#### [Pflichtaufgaben]
- 1) Wie beschreibt das Digitale Wörterbuch der deutschen Sprache laut dem Text über das Wort „Schüler“ unter anderem eine Person?
- 2) Stimmen diese Aussagen mit dem Text über das Wort „Schüler“ überein? Antworte jeweils mit Ja oder Nein und zitiere die entscheidenden Worte aus dem Text.
(a) „Schülerin“ bedeutet ‚weiblicher Schüler‘.
(b) Das Nomen „Schüler“ legt selbst fest, ob der Referent männlich ist.
(c) Fehlen sprachliche Hinweise, muss man das Geschlecht erschließen.
- 3) Schreib den Text über das Wort „Schüler“ nach seinem letzten Satz weiter.

Dem muss nicht widersprochen werden, denn in seiner Ausdrucksbedeutung ist Schüler nicht auf ein spezifisches Geschlecht seines Referenten – desjenigen, auf den es sich in der Welt bezieht – beschränkt. Auf Ebene der Äußerungsbedeutung – was bedeutet das Wort als Bestandteil einer konkreten Äußerung? – ist dies aber anders. Dann kann Schüler durchaus als ‚männlicher Schüler‘ interpretiert werden.

Oftmals habe ich zu hören bekommen, dass Schüler gar nicht ‚männlicher Schüler‘ bedeuten kann, denn sonst könnte mensch ja nicht sinnvoll eine Form wie Schülerin bilden. Schülerin bedeutet ganz klar ‚weiblicher Schüler‘. Würde Schüler ‚männlicher Schüler‘ bedeuten, so die Argumentation, dann müsste Schülerin somit ‚weiblicher männlicher Schüler‘ bedeuten. Klar, das tut es nicht. Aber die ganze Geschichte ist dann doch noch ein wenig genauer zu beschreiben.

Schüler ist ein konzeptuell unterspezifiziertes Nomen, es bedeutet – vereinfacht – ‚Person, die Schüler ist’‘‘. Das Nomen selbst legt nicht fest, wie oben schon ausgeführt, ob der Referent männlich, weiblich oder divers ist. Soweit stimmt dies mit der Story der Genderkritiker überein. Nun aber das große ABER: ein Schüler ist eine Person und wir haben als kompetente Sprachnutzer Wissen über Personen. Laut dem Digitalen Wörterbuch der deutschen Sprache ist eine Person u.a. ein ‚menschliches Wesen‘. Über Menschen wissen wir eine ganze Menge, zum Beispiel, dass sie eine bestimmte Größe, ein Gewicht, eine Augenfarbe, einen bestimmten Körperaufbau und so weiter haben. Wir wissen aber auch, dass Menschen ein Geschlecht haben. Können wir uns einen Menschen ohne Geschlecht denken? Also einen Menschen, der keinem der Geschlechter angehört? Vielleicht ja, aber das ist eine ungeheure Abstraktion. Damit ist auch klar, dass es solche Menschen jenseits aller Geschlechtskategorien nicht gibt. Reden wir über Menschen, dann reden wir über konkrete Personen und konkrete Personen haben ein Geschlecht.

In einem spezifischen Äußerungskontext muss ein Nomen interpretiert werden. Wird ein Nomen referentiell gebraucht – also so, dass es auf etwas in der Welt verweist –, dann nehmen wir an, dass es einen Referenten gibt. Damit inferieren wir ein Geschlecht. In einer konkreten Verwendung wird Schüler wird damit geschlechtsspezifisch interpretiert. Wir können annehmen, dass der Eigenschaft ‚Geschlecht‘ ein Wert zugewiesen wird. Wenn es keine sprachlichen Indikatoren (z.B. das Suffix -in oder ein Adjektiv wie männlich) gibt, müssen wir das Geschlecht erschließen. Dazu habe ich mehr an anderer Stelle geschrieben.

#### [Einträge]
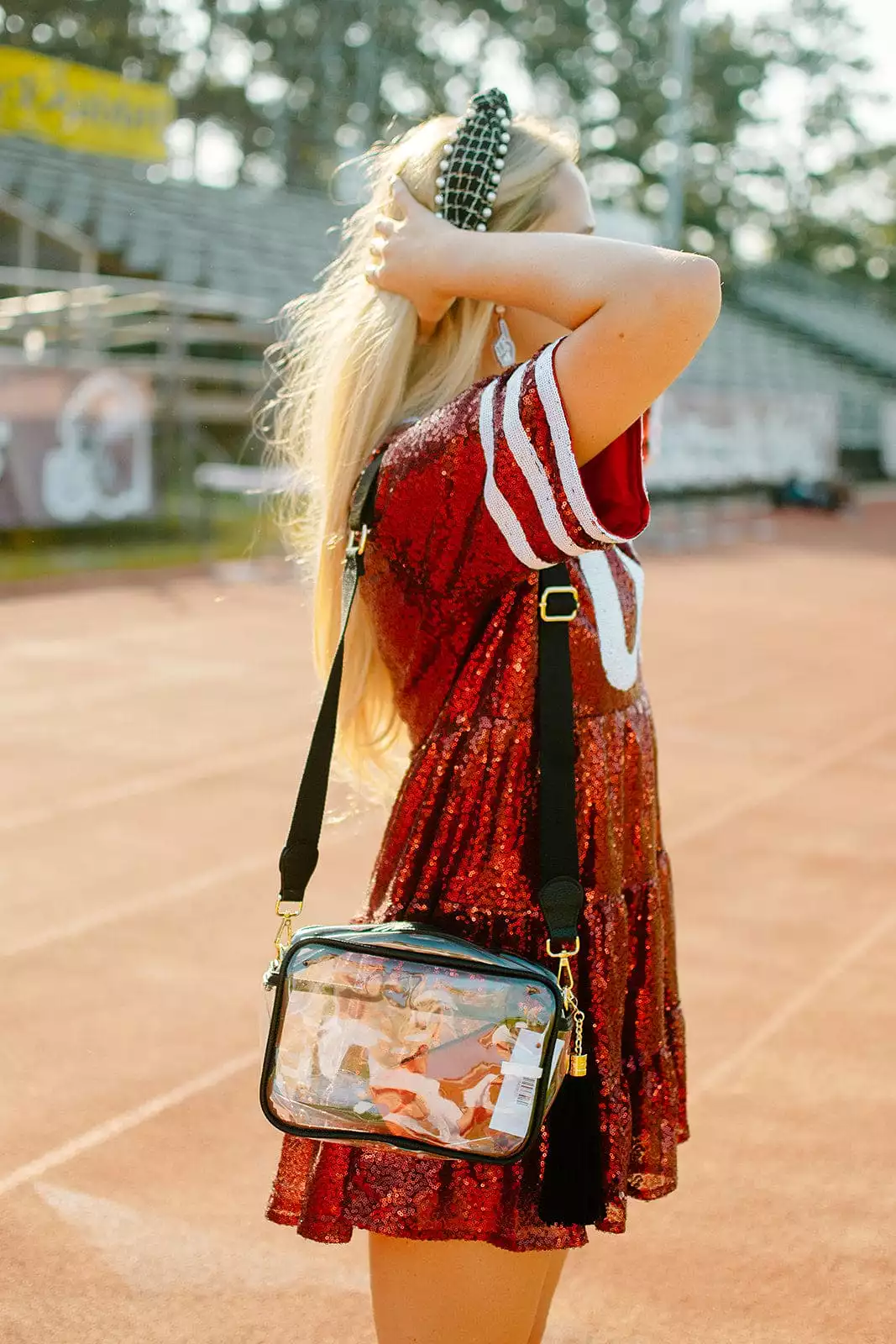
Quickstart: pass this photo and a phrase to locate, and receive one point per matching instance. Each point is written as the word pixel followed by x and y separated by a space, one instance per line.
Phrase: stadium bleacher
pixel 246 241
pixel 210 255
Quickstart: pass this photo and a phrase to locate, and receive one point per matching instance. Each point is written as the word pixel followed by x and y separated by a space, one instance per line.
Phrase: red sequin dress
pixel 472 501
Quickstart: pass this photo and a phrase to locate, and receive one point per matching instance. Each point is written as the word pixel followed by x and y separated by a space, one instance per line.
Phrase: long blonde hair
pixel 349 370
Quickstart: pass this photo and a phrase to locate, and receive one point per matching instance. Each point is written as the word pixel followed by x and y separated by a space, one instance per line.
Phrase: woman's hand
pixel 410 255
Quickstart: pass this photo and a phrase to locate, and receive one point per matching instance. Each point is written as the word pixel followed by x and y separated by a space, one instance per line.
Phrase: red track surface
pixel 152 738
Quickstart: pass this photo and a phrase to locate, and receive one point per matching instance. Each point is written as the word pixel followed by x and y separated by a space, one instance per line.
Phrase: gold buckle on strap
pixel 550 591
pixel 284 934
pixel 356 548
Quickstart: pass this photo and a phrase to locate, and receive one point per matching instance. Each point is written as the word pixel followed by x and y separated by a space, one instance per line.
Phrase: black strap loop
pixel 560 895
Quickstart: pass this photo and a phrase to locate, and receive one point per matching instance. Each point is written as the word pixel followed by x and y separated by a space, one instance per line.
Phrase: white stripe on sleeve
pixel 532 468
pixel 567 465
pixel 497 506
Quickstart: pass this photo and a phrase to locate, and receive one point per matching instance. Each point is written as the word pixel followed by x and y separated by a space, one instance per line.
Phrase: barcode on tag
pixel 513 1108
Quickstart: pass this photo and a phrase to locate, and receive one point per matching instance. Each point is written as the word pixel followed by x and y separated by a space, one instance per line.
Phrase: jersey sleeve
==
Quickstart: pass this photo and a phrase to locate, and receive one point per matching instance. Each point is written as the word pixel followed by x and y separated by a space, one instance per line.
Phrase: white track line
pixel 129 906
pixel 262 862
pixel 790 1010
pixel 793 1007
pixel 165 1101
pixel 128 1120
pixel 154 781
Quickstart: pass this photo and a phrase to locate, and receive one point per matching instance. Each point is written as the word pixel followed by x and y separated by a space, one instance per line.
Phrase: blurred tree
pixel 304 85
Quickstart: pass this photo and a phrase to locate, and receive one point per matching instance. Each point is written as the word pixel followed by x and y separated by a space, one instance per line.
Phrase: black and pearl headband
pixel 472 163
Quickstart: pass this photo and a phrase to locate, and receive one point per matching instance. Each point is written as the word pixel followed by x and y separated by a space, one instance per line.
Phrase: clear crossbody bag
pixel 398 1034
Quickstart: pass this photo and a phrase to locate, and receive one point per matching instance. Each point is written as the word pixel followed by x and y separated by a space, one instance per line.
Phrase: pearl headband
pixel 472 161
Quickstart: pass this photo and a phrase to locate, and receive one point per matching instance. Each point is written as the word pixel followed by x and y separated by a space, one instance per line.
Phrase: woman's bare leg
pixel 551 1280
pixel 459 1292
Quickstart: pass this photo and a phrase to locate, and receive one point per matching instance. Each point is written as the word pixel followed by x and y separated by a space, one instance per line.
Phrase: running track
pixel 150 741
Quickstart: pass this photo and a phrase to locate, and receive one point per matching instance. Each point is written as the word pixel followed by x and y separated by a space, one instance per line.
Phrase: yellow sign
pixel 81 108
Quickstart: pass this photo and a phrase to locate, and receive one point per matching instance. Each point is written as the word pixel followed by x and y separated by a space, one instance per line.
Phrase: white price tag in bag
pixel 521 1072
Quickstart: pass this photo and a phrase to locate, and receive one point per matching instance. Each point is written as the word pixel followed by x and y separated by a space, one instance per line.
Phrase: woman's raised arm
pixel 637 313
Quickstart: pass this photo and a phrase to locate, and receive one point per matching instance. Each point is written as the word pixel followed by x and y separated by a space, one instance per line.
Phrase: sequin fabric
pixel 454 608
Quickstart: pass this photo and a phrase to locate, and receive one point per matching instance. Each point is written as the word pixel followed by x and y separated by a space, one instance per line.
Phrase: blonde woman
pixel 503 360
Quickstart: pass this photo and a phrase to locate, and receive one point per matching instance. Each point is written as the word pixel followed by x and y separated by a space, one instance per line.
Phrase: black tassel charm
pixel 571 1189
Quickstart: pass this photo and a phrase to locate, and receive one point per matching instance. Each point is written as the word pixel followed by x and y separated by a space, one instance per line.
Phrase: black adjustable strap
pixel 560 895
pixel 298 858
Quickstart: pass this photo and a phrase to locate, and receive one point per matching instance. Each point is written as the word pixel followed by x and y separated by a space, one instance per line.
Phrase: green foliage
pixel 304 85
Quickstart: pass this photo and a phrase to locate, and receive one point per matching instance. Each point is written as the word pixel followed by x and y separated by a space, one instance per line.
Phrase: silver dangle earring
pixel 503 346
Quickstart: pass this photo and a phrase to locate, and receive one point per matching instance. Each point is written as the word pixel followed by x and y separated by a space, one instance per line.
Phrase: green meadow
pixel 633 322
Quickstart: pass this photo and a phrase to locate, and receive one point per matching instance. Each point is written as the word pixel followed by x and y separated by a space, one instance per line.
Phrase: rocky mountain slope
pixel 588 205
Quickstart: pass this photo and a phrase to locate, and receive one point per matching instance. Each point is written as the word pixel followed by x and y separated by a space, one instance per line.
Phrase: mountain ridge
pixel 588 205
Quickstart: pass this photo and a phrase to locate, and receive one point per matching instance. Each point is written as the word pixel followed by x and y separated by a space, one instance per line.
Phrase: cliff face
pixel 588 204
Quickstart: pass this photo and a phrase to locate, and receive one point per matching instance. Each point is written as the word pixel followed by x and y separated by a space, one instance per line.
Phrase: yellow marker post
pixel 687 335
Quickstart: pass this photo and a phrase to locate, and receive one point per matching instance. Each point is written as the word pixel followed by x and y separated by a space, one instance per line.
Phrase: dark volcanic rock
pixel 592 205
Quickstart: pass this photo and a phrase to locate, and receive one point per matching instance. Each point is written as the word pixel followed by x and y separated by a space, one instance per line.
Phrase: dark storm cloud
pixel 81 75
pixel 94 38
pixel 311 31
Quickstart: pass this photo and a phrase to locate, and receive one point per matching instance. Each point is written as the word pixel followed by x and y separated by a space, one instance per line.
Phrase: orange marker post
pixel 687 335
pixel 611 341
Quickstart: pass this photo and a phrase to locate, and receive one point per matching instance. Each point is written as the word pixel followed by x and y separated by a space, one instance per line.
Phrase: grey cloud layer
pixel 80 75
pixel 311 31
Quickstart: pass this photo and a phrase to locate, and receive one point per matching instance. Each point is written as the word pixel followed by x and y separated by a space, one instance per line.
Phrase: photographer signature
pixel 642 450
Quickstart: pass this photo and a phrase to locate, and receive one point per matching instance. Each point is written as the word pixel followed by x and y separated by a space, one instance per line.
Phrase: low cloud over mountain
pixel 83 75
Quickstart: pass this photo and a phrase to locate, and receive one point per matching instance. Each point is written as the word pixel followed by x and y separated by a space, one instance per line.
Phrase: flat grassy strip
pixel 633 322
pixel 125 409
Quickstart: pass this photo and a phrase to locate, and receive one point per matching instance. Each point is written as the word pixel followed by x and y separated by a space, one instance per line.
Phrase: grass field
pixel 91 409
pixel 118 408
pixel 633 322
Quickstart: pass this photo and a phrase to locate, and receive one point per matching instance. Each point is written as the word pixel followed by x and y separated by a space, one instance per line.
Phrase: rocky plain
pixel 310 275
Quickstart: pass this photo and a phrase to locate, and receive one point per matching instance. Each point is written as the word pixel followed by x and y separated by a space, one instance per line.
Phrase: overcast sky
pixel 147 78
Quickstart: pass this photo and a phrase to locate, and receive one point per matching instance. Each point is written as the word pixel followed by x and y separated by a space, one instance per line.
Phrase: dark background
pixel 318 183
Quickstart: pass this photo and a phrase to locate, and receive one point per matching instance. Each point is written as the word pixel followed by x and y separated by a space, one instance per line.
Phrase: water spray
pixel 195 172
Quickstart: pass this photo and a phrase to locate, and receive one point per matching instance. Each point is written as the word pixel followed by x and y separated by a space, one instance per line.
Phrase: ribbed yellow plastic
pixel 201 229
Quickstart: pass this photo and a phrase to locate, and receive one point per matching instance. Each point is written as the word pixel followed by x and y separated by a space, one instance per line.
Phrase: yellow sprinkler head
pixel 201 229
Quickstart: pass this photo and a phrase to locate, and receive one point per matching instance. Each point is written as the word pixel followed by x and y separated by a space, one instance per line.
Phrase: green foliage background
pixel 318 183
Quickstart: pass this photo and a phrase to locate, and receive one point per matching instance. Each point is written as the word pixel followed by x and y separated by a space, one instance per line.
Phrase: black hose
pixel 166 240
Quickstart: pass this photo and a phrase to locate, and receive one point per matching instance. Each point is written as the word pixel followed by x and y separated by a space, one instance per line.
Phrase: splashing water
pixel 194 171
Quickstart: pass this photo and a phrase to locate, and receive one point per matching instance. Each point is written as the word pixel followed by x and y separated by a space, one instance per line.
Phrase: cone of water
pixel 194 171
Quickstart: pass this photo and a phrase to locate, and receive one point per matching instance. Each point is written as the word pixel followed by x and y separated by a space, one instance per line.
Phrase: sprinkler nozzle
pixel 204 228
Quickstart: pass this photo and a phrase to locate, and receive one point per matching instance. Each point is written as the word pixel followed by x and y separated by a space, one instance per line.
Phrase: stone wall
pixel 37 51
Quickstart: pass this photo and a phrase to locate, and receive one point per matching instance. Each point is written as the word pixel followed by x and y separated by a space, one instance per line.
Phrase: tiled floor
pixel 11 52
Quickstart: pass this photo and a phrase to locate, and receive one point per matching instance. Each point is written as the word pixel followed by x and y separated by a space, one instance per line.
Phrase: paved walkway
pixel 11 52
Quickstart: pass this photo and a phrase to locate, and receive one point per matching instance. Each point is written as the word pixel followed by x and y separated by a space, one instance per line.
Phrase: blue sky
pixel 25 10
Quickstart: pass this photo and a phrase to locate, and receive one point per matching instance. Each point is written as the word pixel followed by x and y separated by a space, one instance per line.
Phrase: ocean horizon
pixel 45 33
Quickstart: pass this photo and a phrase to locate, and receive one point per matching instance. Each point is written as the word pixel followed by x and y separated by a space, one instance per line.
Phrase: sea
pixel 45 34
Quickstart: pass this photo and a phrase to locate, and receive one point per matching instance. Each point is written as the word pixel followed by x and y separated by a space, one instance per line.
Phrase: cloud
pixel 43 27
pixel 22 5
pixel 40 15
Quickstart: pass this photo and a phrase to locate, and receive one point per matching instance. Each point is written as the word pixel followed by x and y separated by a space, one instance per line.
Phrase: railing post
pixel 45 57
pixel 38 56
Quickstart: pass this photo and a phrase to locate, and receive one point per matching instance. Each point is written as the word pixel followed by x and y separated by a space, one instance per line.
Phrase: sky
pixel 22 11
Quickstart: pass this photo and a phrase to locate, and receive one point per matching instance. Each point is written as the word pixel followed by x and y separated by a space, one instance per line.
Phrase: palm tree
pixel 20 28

#### [Ergebnisse]
- 1) Als ‚menschliches Wesen‘.

- 2)
(a) Ja: „Schülerin bedeutet ganz klar ‚weiblicher Schüler‘.“
(b) Nein: „Das Nomen selbst legt nicht fest, wie oben schon ausgeführt, ob der Referent männlich, weiblich oder divers ist.“
(c) Ja: „Wenn es keine sprachlichen Indikatoren (z.B. das Suffix -in oder ein Adjektiv wie männlich) gibt, müssen wir das Geschlecht erschließen.“

- 3)
Es ist also möglich, dass das Nomen Schüler in seiner Ausdrucksbedeutung nicht auf ein Geschlecht festgelegt ist, aber dennoch als ‚männlicher Schüler‘ interpretiert werden kann. Und dabei entstehen nicht einmal Probleme für die Wortbildung, sodass Schülerin in diesem Modell nicht ‚weiblicher männlicher Schüler‘ bedeutet (und auch nicht bedeuten kann).

Gibt es denn nun gar keine geschlechtsunspezifischen Verwendungen? Am ehesten kommt einer geschlechtsunspezifischen Verwendung eine generische Verwendung nahe. In einer generischen Verwendung referiert ein Nomen nicht auf konkrete Individuen, sondern bezeichnet eine Klasse. Wir sehen den Unterschied zwischen Der Schüler kam heute wieder zu spät [ein konkreter, im Kontext spezifizierter Schüler] und Ein Schüler braucht immer ein gutes Frühstück. Im zweiten Satz geht es nicht um einen konkreten Schüler. Hier haben wir eine generische Verwendung, die wir aber auch mit der Form Schülerin hinbekommen (Eine Schülerin braucht immer ein gutes Frühstück). In einer generischen Verwendung bezieht sich Schülerin zwar nur auf die Klasse der Schülerinnen, aber das ist irrelevant.

Unter ‚generisch‘ ist also eine spezifische Verwendung von Nomen zu verstehen. Die meisten – vielleicht alle? – Nomen können generisch gebraucht werden. Das hat nichts mit ihrem Genus zu tun. Und viele Nomen können konzeptuell unterspezifiziert sein. Die Unterspezifikation muss nicht immer das Geschlecht betreffen, aber in einigen Fällen tritt dies auch bei Feminina auf, etwa die berühmte Leiche, die ja nicht immer weiblich sein muss. Auch damit haben die Genderkritiker Recht, denn das Nomen Leiche ist auch konzeptuell unterspezifiziert bezüglich des Geschlechts. Aber, wie Schüler,verlangt das Nomen eine Auflösung der Unterspezifikation, wenn es in einem konkreten referentiellen Äußerungskontext verwendet wird.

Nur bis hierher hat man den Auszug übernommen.